* **EXERCISE GOAL**
Render each line of the data below as a JSON array of strings, with one string per line and any blank lines omitted.

* **Entries drawn from a collection**
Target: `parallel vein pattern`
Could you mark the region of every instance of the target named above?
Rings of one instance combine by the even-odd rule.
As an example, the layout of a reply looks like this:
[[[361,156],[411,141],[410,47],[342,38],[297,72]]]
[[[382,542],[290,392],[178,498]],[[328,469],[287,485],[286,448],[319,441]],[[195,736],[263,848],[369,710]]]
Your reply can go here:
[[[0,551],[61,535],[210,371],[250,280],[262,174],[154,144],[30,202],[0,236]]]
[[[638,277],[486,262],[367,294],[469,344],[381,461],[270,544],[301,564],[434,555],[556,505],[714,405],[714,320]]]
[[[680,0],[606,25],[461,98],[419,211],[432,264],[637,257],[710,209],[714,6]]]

* **SOLVED PROBLEM**
[
  "Target: `parallel vein pattern`",
  "Could you mark the region of every instance of the target named above?",
  "Rings of one instance combine by the even-odd rule.",
  "As an example, the layout of a reply looks like this:",
  "[[[361,156],[411,141],[410,47],[342,38],[297,72]]]",
  "[[[382,542],[290,392],[178,498]],[[328,469],[287,485],[286,448],[319,441]],[[195,736],[263,848],[369,710]]]",
  "Your reply can go here:",
  "[[[0,551],[61,535],[210,371],[250,280],[262,174],[154,144],[30,202],[0,236]]]",
  "[[[638,277],[486,262],[367,294],[469,344],[381,461],[270,544],[301,564],[434,555],[556,505],[714,405],[714,320]]]",
  "[[[680,0],[606,25],[461,98],[419,211],[432,264],[637,257],[710,209],[714,6]]]"
]